- Exercise aim -
Check each line of the records below and collect those holding "bounding".

- Material for the task -
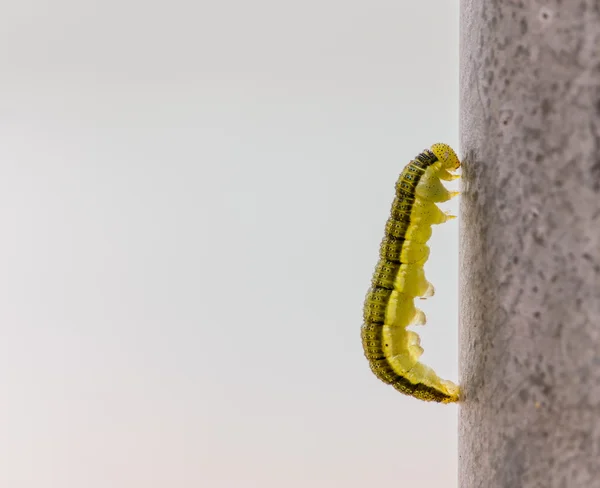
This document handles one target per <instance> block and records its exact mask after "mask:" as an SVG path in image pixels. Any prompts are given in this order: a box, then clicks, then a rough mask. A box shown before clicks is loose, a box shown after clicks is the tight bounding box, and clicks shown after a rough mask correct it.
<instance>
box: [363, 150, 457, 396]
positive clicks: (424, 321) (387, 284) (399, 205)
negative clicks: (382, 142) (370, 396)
mask: <svg viewBox="0 0 600 488" xmlns="http://www.w3.org/2000/svg"><path fill="white" fill-rule="evenodd" d="M459 167H460V161H459V159H458V157H457V156H456V153H455V152H454V151H453V150H452V148H451V147H450V146H448V145H447V144H441V143H440V144H434V145H433V146H431V148H430V149H429V150H426V151H424V152H422V153H421V154H419V155H418V156H417V157H416V158H415V159H414V160H412V161H411V162H410V163H408V164H407V165H406V167H405V168H404V170H403V171H402V173H401V174H400V177H399V178H398V181H397V183H396V198H395V199H394V202H393V203H392V211H391V216H390V218H389V219H388V221H387V223H386V225H385V237H384V238H383V241H382V243H381V248H380V252H379V263H377V267H376V269H375V273H374V275H373V280H372V282H371V288H370V289H369V292H368V293H367V297H366V299H365V306H364V313H363V317H364V324H363V326H362V330H361V336H362V343H363V348H364V351H365V356H366V357H367V359H368V360H369V364H370V365H371V370H372V371H373V373H375V375H376V376H377V377H378V378H379V379H380V380H382V381H384V382H385V383H389V384H391V385H392V386H393V387H394V388H396V389H397V390H398V391H400V392H402V393H404V394H406V395H412V396H414V397H416V398H420V399H421V400H426V401H435V402H441V403H451V402H456V401H458V398H459V389H458V386H457V385H455V384H454V383H452V382H451V381H447V380H443V379H441V378H440V377H439V376H438V375H437V374H436V373H435V371H433V370H432V369H431V368H430V367H428V366H426V365H425V364H423V363H421V362H419V357H420V356H421V354H422V353H423V349H422V348H421V345H420V339H419V336H418V334H417V333H415V332H413V331H410V330H407V327H408V326H409V325H419V324H424V323H425V314H424V313H423V312H422V311H421V310H419V309H417V308H416V307H415V304H414V299H415V298H416V297H421V298H425V297H430V296H432V295H433V291H434V290H433V286H432V285H431V283H429V282H428V281H427V280H426V279H425V273H424V271H423V265H424V264H425V261H427V258H428V257H429V247H428V246H427V241H428V240H429V237H431V226H432V225H434V224H442V223H444V222H446V221H447V220H449V219H451V218H454V216H452V215H448V214H446V213H444V212H442V211H441V210H440V209H439V208H438V206H437V205H436V203H438V202H445V201H447V200H450V198H452V197H453V196H455V195H457V194H458V192H449V191H448V190H447V189H446V188H445V187H444V185H443V184H442V180H445V181H451V180H454V179H456V178H458V177H459V176H458V175H456V174H454V171H456V170H457V169H458V168H459Z"/></svg>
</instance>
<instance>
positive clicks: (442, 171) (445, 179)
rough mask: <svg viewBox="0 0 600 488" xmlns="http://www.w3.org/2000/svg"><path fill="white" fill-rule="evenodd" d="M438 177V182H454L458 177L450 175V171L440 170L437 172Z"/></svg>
mask: <svg viewBox="0 0 600 488" xmlns="http://www.w3.org/2000/svg"><path fill="white" fill-rule="evenodd" d="M438 177H439V178H440V180H444V181H454V180H457V179H459V178H460V175H457V174H454V173H450V171H448V170H446V169H443V168H442V169H440V170H439V171H438Z"/></svg>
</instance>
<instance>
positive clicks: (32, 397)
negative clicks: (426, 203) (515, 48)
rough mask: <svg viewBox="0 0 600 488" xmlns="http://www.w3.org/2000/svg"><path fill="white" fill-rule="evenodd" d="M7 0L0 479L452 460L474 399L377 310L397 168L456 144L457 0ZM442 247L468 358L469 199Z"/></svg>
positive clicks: (455, 363) (330, 482)
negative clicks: (414, 388)
mask: <svg viewBox="0 0 600 488" xmlns="http://www.w3.org/2000/svg"><path fill="white" fill-rule="evenodd" d="M0 14H1V15H0V24H1V25H0V27H1V29H0V87H1V90H0V226H1V229H2V237H1V239H0V287H1V288H0V300H1V302H0V486H2V487H6V488H54V487H56V488H108V487H110V488H121V487H123V488H131V487H144V488H154V487H156V488H158V487H161V488H162V487H177V488H187V487H210V488H212V487H215V488H216V487H223V488H230V487H231V488H237V487H240V488H245V487H260V488H269V487H273V488H275V487H276V488H279V487H285V488H295V487H308V486H310V487H316V488H318V487H345V488H352V487H365V486H376V485H378V484H380V485H382V486H414V487H418V488H427V487H436V488H437V487H439V486H445V487H452V486H456V472H457V467H456V463H457V459H456V444H457V439H456V423H457V407H456V406H454V405H451V406H444V405H438V404H427V403H422V402H419V401H418V400H415V399H412V398H410V397H405V396H403V395H401V394H399V393H398V392H396V391H395V390H394V389H393V388H391V387H389V386H386V385H384V384H383V383H381V382H379V381H378V380H377V379H376V378H375V376H373V375H372V373H371V372H370V370H369V367H368V363H367V361H366V360H365V359H364V357H363V352H362V347H361V343H360V325H361V323H362V311H361V310H362V304H363V299H364V295H365V293H366V291H367V288H368V286H369V281H370V278H371V273H372V271H373V268H374V266H375V264H376V261H377V257H378V248H379V242H380V240H381V238H382V236H383V228H384V223H385V220H386V218H387V216H388V212H389V207H390V204H391V201H392V199H393V192H394V183H395V180H396V178H397V176H398V173H399V172H400V171H401V169H402V167H403V166H404V165H405V164H406V163H407V162H408V161H409V160H410V159H411V158H412V157H414V156H415V155H416V154H418V153H419V152H420V151H421V150H423V149H424V148H426V147H429V146H430V145H431V144H432V143H434V142H438V141H443V142H447V143H449V144H451V145H452V146H454V147H455V149H458V147H457V142H458V123H457V118H458V2H448V1H447V0H429V1H421V2H400V1H397V0H395V1H391V0H389V1H388V0H373V1H370V2H363V1H357V0H345V1H342V0H318V1H315V0H305V1H302V2H282V1H281V0H255V1H252V2H249V1H243V0H229V1H219V2H216V1H211V2H208V1H205V0H200V1H193V2H192V1H187V2H186V1H182V0H174V1H171V2H156V1H146V2H141V1H139V0H119V1H116V0H108V1H107V0H104V1H102V2H95V3H92V2H89V1H82V0H55V1H53V2H49V1H43V0H19V1H13V2H6V5H4V6H3V7H2V9H1V11H0ZM459 156H460V153H459ZM454 187H455V188H456V185H455V186H454ZM457 200H458V199H455V201H453V202H451V203H449V204H446V205H443V207H444V209H451V210H453V211H454V213H456V212H457V208H458V201H457ZM431 248H432V254H431V258H430V261H429V263H428V265H427V267H426V271H427V276H428V279H429V280H430V281H432V282H433V283H434V285H435V286H436V290H437V293H436V296H435V297H433V298H432V299H431V300H428V301H427V302H426V303H425V302H424V303H423V304H422V306H423V308H424V310H425V311H426V313H427V315H428V319H429V321H428V324H427V326H426V327H425V328H424V329H421V330H420V332H421V336H422V339H423V346H424V348H425V354H424V356H423V360H424V362H426V363H428V364H430V365H432V366H434V368H435V369H436V370H437V371H438V373H439V374H440V375H441V376H442V377H445V378H449V379H452V380H455V381H456V380H457V375H458V372H457V281H458V276H457V262H458V259H457V256H458V223H457V221H456V220H454V221H452V222H450V223H448V224H444V225H442V226H439V227H436V228H435V229H434V236H433V238H432V240H431Z"/></svg>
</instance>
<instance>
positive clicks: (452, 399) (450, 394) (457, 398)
mask: <svg viewBox="0 0 600 488" xmlns="http://www.w3.org/2000/svg"><path fill="white" fill-rule="evenodd" d="M442 385H443V386H444V388H445V390H446V392H447V394H448V396H447V399H444V400H443V401H442V402H441V403H456V402H458V401H459V400H460V387H459V386H458V385H457V384H456V383H453V382H452V381H449V380H442Z"/></svg>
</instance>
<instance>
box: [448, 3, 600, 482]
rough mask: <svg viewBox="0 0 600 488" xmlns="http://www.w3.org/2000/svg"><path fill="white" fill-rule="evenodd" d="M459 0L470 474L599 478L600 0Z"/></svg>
mask: <svg viewBox="0 0 600 488" xmlns="http://www.w3.org/2000/svg"><path fill="white" fill-rule="evenodd" d="M461 9H462V10H461V121H460V122H461V127H460V132H461V144H460V155H461V156H462V158H463V160H464V164H463V180H462V191H463V193H462V195H461V215H460V217H461V221H460V225H461V230H460V232H461V236H460V239H461V256H460V263H461V264H460V266H461V268H460V269H461V271H460V273H461V277H460V280H461V284H460V301H461V302H460V361H461V364H460V367H461V386H462V389H463V390H462V391H463V401H462V403H461V407H460V427H459V450H460V452H459V457H460V459H459V463H460V468H459V487H460V488H496V487H498V488H499V487H502V488H529V487H536V488H538V487H539V488H554V487H556V488H558V487H560V488H594V487H600V0H562V1H561V0H546V1H535V0H462V1H461Z"/></svg>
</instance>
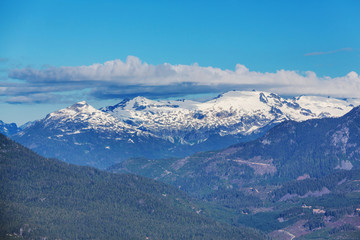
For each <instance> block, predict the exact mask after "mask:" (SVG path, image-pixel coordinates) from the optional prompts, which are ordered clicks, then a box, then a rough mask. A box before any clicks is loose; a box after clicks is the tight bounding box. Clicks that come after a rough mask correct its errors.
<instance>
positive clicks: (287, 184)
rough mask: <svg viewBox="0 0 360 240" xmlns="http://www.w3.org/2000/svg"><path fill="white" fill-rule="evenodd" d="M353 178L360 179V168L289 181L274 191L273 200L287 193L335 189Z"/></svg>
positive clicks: (294, 192)
mask: <svg viewBox="0 0 360 240" xmlns="http://www.w3.org/2000/svg"><path fill="white" fill-rule="evenodd" d="M352 180H360V169H355V170H350V171H344V170H342V171H335V172H334V173H332V174H329V175H327V176H324V177H322V178H318V179H316V178H311V179H305V180H302V181H296V180H294V181H289V182H287V183H285V184H283V185H282V187H281V188H280V189H277V190H275V191H274V192H273V193H272V200H273V201H277V200H279V199H280V198H281V197H283V196H284V195H286V194H297V195H298V196H304V195H305V194H307V193H309V192H315V191H321V190H322V189H323V188H327V189H328V190H330V191H333V190H334V189H335V188H337V187H338V185H339V183H342V181H343V182H344V183H346V182H347V181H352Z"/></svg>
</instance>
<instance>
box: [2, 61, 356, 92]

- Output of the task -
This document handles one target per <instance> block and records its exact mask after "mask:" as an SVG path in image pixels. Any prompts are given in this order: a box, then clicks, then a rough mask. A box shown before clicks is loose, a box shown after clicks is the tight bounding box, and clicks shown after a rough mask correct it.
For each <instance> block, predict the exact mask after "mask:" (SVG path, image-pixel coordinates) from the optional prompts, which are ordered clicks, then a box, then a rough mask. A box before any clicks is loose; a box after clicks is the tight bounding box. Clicks that come after a rough mask correct its errors.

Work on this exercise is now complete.